- [What the task requires]:
Write out every line of the records below without altering a single character.

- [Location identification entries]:
========
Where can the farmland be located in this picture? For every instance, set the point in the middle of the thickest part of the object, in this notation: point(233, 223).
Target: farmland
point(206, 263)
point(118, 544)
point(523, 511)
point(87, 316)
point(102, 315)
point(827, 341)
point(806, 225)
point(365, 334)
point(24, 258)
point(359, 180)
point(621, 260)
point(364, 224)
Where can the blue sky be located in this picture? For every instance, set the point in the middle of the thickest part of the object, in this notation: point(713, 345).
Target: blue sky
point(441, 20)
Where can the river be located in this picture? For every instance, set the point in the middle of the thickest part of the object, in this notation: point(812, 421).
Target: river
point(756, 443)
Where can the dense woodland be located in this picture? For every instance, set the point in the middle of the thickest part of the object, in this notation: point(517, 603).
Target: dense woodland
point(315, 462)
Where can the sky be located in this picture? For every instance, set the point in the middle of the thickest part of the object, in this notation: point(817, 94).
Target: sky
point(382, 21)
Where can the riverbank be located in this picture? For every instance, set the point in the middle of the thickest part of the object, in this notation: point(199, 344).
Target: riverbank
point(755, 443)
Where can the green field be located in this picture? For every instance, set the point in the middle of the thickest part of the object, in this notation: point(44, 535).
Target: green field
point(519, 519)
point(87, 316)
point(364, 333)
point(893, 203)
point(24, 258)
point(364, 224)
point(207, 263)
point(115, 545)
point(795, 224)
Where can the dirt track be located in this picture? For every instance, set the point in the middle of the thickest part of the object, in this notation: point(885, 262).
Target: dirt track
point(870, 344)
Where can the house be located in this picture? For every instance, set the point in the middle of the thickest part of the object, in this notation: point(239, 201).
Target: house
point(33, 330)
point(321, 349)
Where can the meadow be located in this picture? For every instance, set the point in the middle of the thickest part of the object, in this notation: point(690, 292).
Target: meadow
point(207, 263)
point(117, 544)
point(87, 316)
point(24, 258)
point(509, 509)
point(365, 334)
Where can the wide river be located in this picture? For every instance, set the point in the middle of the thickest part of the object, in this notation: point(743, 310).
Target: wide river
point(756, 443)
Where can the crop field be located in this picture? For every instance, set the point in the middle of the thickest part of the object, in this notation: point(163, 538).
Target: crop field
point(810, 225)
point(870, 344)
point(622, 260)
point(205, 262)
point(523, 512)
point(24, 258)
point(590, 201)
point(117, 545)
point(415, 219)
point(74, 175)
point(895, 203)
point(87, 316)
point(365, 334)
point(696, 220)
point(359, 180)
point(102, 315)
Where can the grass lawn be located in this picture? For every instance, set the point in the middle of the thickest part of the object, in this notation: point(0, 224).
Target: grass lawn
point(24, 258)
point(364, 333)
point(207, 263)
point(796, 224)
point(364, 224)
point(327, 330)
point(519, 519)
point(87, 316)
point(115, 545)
========
- [Response to this exercise]:
Where can the farmland be located in this picture? For every instance, set the point in the middle of the thickest part of the object, in this notation: point(233, 223).
Target: farmland
point(206, 263)
point(118, 544)
point(523, 511)
point(87, 316)
point(102, 315)
point(827, 341)
point(806, 225)
point(365, 334)
point(24, 258)
point(359, 180)
point(621, 260)
point(364, 224)
Where can the blue sky be located in this picture? For every instance, set the point in the middle of the thickest part of the object, in this notation: point(713, 345).
Target: blue sky
point(441, 20)
Where can the river be located in this picture? For every instance, set the point in the middle of the thickest part of the object, in this notation: point(812, 421).
Target: river
point(756, 443)
Where can the dense woodland be located in this picture? For every instance, set the point in the middle of the thickest part of the object, in this notation: point(517, 603).
Target: dense woodland
point(315, 462)
Where can the sky be located in this picture? For every instance, set the point in the middle of the thickest part of the object, in this notation: point(817, 94).
Target: sky
point(382, 21)
Where can the riverbank be located in this picture? For every instance, set the point in the middle of the thickest part of the object, in this notation: point(199, 344).
Target: riverbank
point(755, 443)
Where can the green field be located in this picture? For every instance, set the point in the middle of the thickest part of the object, in this notation: point(44, 535).
Target: green field
point(519, 519)
point(87, 316)
point(364, 333)
point(893, 203)
point(24, 258)
point(364, 224)
point(207, 263)
point(115, 545)
point(795, 224)
Where can the dirt track be located in this picture? For every instance, set the point in the middle of the thickest part of the object, in this notation: point(885, 262).
Target: dirt track
point(870, 344)
Where can the house be located in this picture? For every instance, set the point in the middle of the thickest part of the object, in this notation: point(239, 201).
Target: house
point(33, 330)
point(321, 349)
Where can the meadow be located in this picture? For every instance, set the point in the middle of the thickest part of the object, in this notation: point(690, 292).
Target: meadow
point(207, 263)
point(117, 544)
point(87, 316)
point(24, 258)
point(509, 509)
point(365, 334)
Where can the wide river be located in this picture? For every instance, set the point in the middle of the thickest part of the object, in this notation: point(743, 310).
Target: wide river
point(756, 443)
Where can the crop field be located in this picture? For every instance, set the point in the middle of the thickest part of the object, in this notation: point(163, 538).
Target: crop field
point(810, 225)
point(870, 344)
point(622, 260)
point(205, 262)
point(523, 512)
point(24, 258)
point(590, 201)
point(117, 545)
point(415, 219)
point(74, 175)
point(895, 203)
point(87, 316)
point(365, 334)
point(696, 220)
point(359, 180)
point(102, 315)
Where can the grass lawn be located in this picture? For every instance, set the point in the middle of the thickest part of the object, in this notation: point(0, 224).
Target: grass lawn
point(24, 258)
point(364, 333)
point(207, 263)
point(796, 224)
point(364, 224)
point(327, 330)
point(519, 519)
point(87, 316)
point(115, 545)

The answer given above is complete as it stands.